■ WHAT TO DO:
Go through the entries below and copy each line that holds the word "dark".

■ GIVEN DATA:
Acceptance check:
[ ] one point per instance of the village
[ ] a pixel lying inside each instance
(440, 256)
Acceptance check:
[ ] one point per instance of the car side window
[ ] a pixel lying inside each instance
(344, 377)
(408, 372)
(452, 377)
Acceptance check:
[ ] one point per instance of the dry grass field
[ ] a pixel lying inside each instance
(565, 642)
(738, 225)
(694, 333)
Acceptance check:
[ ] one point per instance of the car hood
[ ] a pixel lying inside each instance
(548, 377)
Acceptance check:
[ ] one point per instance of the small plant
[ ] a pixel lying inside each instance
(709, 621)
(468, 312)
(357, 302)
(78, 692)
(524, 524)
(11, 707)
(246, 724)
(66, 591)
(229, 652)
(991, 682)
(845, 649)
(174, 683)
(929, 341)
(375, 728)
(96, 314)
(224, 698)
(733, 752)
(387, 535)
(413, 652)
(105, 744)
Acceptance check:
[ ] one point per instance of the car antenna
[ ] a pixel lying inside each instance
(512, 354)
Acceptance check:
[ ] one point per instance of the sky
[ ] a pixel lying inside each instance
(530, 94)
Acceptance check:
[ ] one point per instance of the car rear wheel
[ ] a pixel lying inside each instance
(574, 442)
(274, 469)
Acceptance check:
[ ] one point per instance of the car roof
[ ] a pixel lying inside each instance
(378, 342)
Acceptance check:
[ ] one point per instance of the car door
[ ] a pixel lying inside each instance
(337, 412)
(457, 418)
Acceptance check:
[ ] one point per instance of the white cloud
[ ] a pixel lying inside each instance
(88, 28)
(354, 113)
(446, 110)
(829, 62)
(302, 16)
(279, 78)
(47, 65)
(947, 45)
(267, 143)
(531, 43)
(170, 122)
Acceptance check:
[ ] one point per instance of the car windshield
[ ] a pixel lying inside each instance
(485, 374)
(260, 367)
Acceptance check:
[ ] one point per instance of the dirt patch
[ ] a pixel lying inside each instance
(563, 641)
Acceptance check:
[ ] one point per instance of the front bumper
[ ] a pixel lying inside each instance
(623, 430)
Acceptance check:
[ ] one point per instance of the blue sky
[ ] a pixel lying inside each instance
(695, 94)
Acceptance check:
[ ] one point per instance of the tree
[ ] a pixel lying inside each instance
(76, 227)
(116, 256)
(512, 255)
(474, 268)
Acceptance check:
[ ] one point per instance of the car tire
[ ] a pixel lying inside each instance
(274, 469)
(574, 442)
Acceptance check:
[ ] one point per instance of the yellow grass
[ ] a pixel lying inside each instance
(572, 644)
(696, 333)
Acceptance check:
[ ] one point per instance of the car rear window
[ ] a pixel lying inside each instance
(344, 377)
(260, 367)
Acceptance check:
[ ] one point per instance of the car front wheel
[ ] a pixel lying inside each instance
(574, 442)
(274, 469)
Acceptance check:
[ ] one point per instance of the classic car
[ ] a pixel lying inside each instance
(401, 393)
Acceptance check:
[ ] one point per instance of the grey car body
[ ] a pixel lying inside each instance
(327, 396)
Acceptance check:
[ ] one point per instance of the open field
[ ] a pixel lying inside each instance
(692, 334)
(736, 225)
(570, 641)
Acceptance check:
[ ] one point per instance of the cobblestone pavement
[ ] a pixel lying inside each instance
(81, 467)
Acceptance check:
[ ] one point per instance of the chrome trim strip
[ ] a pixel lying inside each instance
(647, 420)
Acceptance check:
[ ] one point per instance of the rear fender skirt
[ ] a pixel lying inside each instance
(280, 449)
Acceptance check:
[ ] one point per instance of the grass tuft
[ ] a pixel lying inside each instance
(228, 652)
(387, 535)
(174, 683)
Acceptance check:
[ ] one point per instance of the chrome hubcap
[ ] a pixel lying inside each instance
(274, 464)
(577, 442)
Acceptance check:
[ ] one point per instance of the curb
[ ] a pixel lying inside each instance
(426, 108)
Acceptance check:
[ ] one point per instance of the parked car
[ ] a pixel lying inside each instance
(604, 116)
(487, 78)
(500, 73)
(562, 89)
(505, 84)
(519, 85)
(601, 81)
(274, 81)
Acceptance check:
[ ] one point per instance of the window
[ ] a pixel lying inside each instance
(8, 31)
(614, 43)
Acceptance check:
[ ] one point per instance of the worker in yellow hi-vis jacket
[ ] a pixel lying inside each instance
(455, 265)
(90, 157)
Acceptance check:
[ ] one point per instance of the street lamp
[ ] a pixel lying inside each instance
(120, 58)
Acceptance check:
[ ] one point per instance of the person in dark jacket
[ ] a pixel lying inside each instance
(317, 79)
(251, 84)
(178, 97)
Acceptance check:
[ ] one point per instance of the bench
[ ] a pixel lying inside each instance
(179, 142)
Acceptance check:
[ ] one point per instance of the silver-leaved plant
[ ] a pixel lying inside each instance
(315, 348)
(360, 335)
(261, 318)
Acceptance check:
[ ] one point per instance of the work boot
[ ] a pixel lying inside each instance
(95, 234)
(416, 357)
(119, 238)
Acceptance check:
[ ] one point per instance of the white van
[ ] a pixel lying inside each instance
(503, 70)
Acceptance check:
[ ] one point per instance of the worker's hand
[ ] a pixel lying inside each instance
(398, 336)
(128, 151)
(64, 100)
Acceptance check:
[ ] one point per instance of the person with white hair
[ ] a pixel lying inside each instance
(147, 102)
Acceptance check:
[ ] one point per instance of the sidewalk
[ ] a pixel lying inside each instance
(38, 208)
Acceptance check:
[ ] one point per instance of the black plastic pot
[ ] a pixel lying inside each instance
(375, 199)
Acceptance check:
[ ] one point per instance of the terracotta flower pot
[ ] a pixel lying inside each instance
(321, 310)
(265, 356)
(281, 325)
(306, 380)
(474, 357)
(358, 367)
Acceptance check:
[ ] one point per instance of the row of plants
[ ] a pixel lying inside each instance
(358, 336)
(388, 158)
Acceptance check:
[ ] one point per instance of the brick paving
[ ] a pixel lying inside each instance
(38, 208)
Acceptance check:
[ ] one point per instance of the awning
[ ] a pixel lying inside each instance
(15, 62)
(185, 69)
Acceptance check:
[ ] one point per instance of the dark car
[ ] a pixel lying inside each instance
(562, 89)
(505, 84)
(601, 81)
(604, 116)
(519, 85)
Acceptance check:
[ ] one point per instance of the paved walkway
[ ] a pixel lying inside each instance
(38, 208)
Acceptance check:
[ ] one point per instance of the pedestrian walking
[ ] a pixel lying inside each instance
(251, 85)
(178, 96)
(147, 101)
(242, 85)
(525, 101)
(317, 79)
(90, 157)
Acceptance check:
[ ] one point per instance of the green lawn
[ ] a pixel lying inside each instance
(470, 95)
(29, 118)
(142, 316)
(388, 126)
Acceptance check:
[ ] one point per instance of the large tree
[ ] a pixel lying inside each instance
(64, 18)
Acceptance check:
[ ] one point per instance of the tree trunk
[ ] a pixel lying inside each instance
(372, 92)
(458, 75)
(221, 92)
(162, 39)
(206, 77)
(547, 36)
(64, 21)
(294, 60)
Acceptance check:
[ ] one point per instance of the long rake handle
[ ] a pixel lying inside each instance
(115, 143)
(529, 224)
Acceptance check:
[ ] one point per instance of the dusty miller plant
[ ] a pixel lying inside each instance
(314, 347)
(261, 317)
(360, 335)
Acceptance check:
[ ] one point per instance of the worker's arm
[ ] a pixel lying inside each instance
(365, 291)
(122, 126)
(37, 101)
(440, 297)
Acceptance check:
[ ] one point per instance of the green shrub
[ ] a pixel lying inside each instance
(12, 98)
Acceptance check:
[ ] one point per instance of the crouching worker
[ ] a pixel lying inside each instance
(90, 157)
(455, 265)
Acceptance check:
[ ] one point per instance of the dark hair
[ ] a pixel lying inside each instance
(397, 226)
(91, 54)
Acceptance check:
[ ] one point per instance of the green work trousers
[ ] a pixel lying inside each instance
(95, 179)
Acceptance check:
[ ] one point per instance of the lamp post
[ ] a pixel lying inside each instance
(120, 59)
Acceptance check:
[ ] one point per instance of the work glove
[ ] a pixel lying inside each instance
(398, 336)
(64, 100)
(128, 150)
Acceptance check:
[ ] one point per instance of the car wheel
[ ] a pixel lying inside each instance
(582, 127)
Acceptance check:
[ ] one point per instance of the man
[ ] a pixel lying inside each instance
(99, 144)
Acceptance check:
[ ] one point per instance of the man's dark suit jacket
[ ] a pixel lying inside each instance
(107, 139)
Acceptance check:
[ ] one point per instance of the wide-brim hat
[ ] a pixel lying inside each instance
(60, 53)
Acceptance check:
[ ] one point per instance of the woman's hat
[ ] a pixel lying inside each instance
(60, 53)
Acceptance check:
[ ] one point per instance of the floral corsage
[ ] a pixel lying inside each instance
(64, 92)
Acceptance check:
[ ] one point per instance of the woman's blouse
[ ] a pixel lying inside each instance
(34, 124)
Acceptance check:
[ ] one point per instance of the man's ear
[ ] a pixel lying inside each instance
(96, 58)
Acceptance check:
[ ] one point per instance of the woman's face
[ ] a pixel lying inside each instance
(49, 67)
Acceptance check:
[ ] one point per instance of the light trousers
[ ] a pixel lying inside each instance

■ TASK OUTPUT:
[ ] one point per instance of the person in dark jacket
[ ] one point per instance of the dark car
[ ] one point per instance of the dark hair
[ ] one point per instance of the man's dark suit jacket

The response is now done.